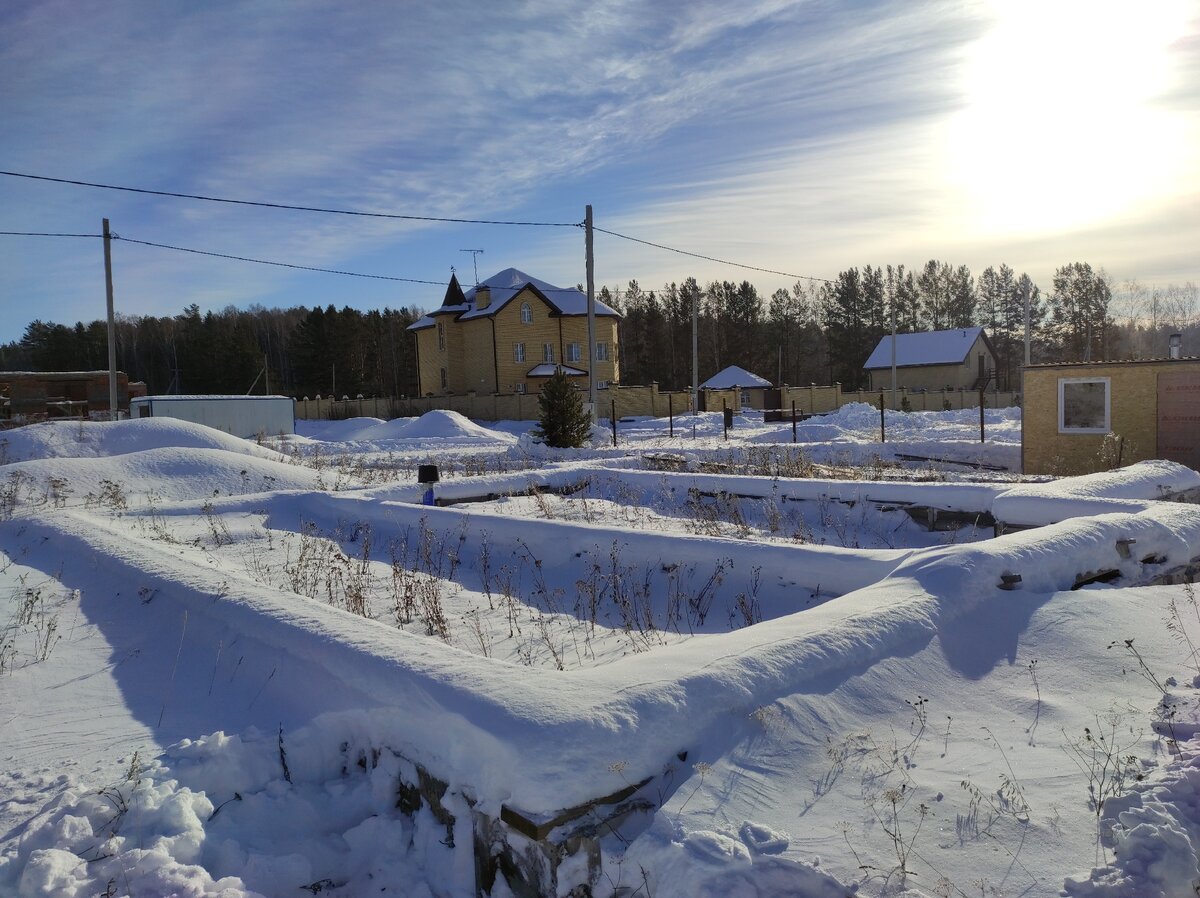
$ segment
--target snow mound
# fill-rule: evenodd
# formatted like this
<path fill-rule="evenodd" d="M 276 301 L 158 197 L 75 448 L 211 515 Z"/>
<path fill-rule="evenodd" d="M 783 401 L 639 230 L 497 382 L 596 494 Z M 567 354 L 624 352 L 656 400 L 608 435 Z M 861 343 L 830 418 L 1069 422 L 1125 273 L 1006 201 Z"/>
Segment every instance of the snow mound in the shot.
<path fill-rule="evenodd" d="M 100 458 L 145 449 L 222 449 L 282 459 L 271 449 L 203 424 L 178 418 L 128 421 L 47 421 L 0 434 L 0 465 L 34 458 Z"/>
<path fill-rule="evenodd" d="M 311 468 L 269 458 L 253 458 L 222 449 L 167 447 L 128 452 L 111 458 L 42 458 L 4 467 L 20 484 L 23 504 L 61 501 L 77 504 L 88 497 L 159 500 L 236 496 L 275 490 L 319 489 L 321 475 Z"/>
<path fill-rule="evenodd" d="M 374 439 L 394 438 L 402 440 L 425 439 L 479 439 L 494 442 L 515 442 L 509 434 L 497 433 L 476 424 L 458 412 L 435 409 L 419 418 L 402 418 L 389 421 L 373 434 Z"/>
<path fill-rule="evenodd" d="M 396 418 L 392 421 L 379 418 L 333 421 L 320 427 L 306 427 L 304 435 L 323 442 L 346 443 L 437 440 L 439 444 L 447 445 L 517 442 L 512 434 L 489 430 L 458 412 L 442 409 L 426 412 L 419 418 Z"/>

------------

> _REQUIREMENT_
The span to print begins at the line containing "Segment every instance" and ends at the final line of the entries; print it exactly and print nothing else.

> _OUTPUT_
Segment every instance of the snow mound in the shot.
<path fill-rule="evenodd" d="M 100 458 L 145 449 L 222 449 L 282 459 L 271 449 L 203 424 L 178 418 L 128 421 L 47 421 L 0 434 L 0 465 L 34 458 Z"/>
<path fill-rule="evenodd" d="M 311 468 L 269 458 L 253 458 L 222 449 L 167 447 L 128 452 L 111 458 L 42 458 L 4 467 L 20 484 L 23 504 L 61 501 L 77 504 L 88 497 L 159 500 L 236 496 L 275 490 L 319 489 L 321 475 Z"/>
<path fill-rule="evenodd" d="M 374 439 L 394 438 L 402 440 L 425 439 L 479 439 L 494 442 L 515 442 L 509 434 L 497 433 L 476 424 L 458 412 L 435 409 L 419 418 L 402 418 L 389 421 L 373 434 Z"/>
<path fill-rule="evenodd" d="M 396 418 L 392 421 L 379 418 L 333 421 L 320 427 L 306 427 L 304 435 L 323 442 L 346 443 L 437 440 L 439 444 L 447 445 L 517 442 L 512 434 L 489 430 L 458 412 L 442 409 L 426 412 L 419 418 Z"/>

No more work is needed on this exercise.